• [Tasks to complete]
A) What honors does the profile of Laura Helft say she has received? List every one.
B) Retype the portion of the profile of Laura Helft that begins at the words "A magna cum" and stops after "human dental decay.".

• [Passage to read]
Laura Helft earns NSF Graduate Research Fellowship
April 16, 2008
Laura Helft '06, from Hoosick Falls, N.Y., is a second-year graduate student at the University of Wisconsin-Madison in the cell and molecular biology program. A Ph.D. candidate, she is doing research in the department of plant pathology in the lab of Professor Andrew Bent. Her project focuses on a receptor that allows plants to perceive the presence of bacteria and mount immune responses just as the human body does when it recognizes a pathogen.
A magna cum laude graduate of Middlebury with departmental honors in molecular biology and biochemistry, Helft showed promise as an undergraduate in the pursuit of a research career that can have a significant impact on human health. At Middlebury her thesis attempted to define the mitotic role of a recently cloned gene from the Hei10 family, a family that has been implicated in cancer progression. In her molecular genetics class, Helft successfully cloned and disrupted the luxS gene from Streptococcus mutans, the principal causative agent of human dental decay.

• [Exercise data]
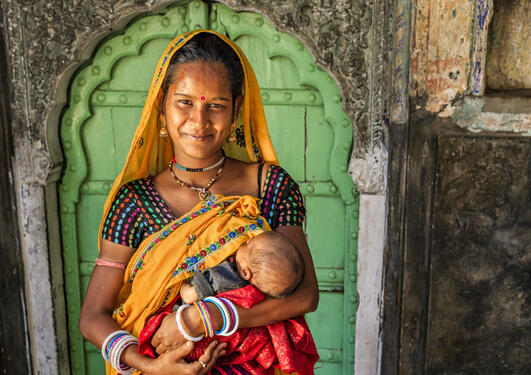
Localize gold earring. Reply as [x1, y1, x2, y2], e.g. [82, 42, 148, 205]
[227, 122, 236, 143]
[159, 114, 168, 138]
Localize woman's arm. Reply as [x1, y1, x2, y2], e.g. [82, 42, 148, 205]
[79, 240, 225, 375]
[151, 226, 319, 353]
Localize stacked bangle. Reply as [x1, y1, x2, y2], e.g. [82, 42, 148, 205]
[101, 331, 138, 375]
[175, 297, 240, 341]
[204, 297, 231, 336]
[175, 303, 205, 341]
[219, 297, 240, 336]
[194, 301, 214, 337]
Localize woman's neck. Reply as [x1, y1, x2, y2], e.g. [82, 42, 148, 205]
[173, 150, 225, 172]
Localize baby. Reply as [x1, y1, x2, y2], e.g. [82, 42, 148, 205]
[181, 232, 304, 304]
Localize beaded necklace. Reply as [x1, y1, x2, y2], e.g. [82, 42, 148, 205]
[168, 157, 225, 201]
[172, 153, 225, 172]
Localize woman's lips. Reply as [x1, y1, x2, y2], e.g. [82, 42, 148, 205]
[184, 133, 211, 141]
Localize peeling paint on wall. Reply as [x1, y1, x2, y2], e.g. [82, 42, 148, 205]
[411, 0, 477, 112]
[487, 0, 531, 89]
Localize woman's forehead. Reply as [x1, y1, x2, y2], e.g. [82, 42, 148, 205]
[170, 61, 230, 93]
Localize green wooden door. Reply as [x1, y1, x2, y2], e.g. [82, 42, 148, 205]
[60, 0, 358, 374]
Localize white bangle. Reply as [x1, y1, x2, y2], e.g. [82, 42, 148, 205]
[101, 331, 130, 362]
[175, 303, 205, 342]
[219, 297, 240, 336]
[203, 297, 232, 336]
[101, 330, 138, 375]
[109, 335, 138, 375]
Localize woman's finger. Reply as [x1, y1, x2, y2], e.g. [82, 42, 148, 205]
[197, 341, 227, 375]
[166, 341, 194, 361]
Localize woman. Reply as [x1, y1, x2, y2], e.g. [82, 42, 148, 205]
[80, 30, 318, 375]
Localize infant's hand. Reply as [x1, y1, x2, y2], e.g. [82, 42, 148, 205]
[181, 282, 197, 304]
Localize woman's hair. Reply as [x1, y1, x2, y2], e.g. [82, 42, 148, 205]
[248, 232, 304, 298]
[162, 33, 243, 101]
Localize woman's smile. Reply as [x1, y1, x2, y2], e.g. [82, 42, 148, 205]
[164, 62, 234, 167]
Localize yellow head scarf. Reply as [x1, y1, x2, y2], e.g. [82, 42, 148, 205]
[99, 30, 278, 250]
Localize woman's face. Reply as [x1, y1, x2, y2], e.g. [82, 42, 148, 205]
[164, 61, 234, 166]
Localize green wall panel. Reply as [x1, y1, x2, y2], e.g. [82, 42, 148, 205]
[305, 106, 334, 181]
[60, 0, 358, 374]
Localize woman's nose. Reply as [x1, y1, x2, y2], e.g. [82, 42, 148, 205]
[190, 105, 208, 126]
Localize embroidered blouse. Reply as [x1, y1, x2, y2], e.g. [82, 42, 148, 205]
[101, 166, 305, 249]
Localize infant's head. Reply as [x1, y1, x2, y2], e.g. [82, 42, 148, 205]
[236, 232, 304, 298]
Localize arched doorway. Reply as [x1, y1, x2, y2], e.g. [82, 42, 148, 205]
[60, 0, 358, 374]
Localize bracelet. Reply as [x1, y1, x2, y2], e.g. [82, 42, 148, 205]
[101, 331, 129, 361]
[109, 335, 138, 375]
[219, 297, 240, 336]
[101, 330, 138, 375]
[94, 258, 127, 270]
[203, 297, 230, 336]
[194, 301, 214, 337]
[175, 303, 205, 342]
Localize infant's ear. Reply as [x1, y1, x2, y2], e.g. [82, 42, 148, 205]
[241, 267, 253, 281]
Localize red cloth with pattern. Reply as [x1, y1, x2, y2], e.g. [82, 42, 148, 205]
[138, 285, 319, 375]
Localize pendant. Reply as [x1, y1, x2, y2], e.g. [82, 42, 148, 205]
[199, 189, 212, 201]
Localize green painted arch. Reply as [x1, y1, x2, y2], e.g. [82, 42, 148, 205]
[59, 0, 358, 374]
[211, 4, 357, 204]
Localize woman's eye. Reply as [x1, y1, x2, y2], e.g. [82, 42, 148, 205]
[210, 103, 225, 109]
[177, 99, 192, 105]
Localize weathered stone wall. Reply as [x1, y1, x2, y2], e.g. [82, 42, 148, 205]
[487, 0, 531, 90]
[411, 0, 477, 112]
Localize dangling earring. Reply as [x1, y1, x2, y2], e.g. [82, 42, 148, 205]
[227, 122, 236, 143]
[159, 114, 168, 138]
[227, 105, 238, 143]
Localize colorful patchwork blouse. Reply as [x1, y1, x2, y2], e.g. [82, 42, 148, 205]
[101, 166, 305, 249]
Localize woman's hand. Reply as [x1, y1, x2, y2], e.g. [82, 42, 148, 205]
[151, 313, 188, 354]
[143, 341, 227, 375]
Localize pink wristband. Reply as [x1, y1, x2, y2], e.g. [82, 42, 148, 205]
[94, 258, 125, 270]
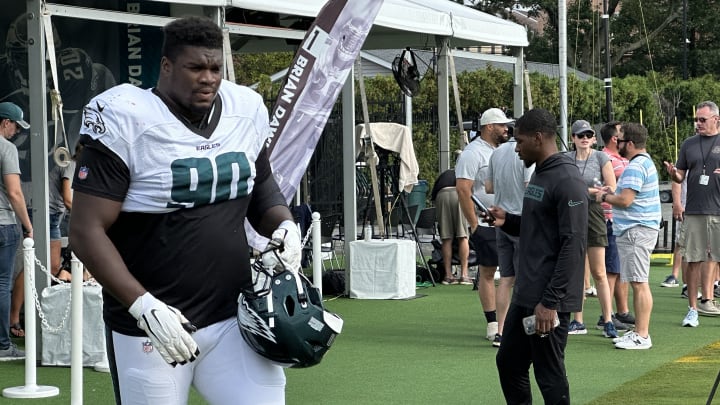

• [Exercise results]
A)
- NSF Graduate Research Fellowship
- Magna cum laude graduation from Middlebury
- Departmental honors in molecular biology and biochemistry

B)
A magna cum laude graduate of Middlebury with departmental honors in molecular biology and biochemistry, Helft showed promise as an undergraduate in the pursuit of a research career that can have a significant impact on human health. At Middlebury her thesis attempted to define the mitotic role of a recently cloned gene from the Hei10 family, a family that has been implicated in cancer progression. In her molecular genetics class, Helft successfully cloned and disrupted the luxS gene from Streptococcus mutans, the principal causative agent of human dental decay.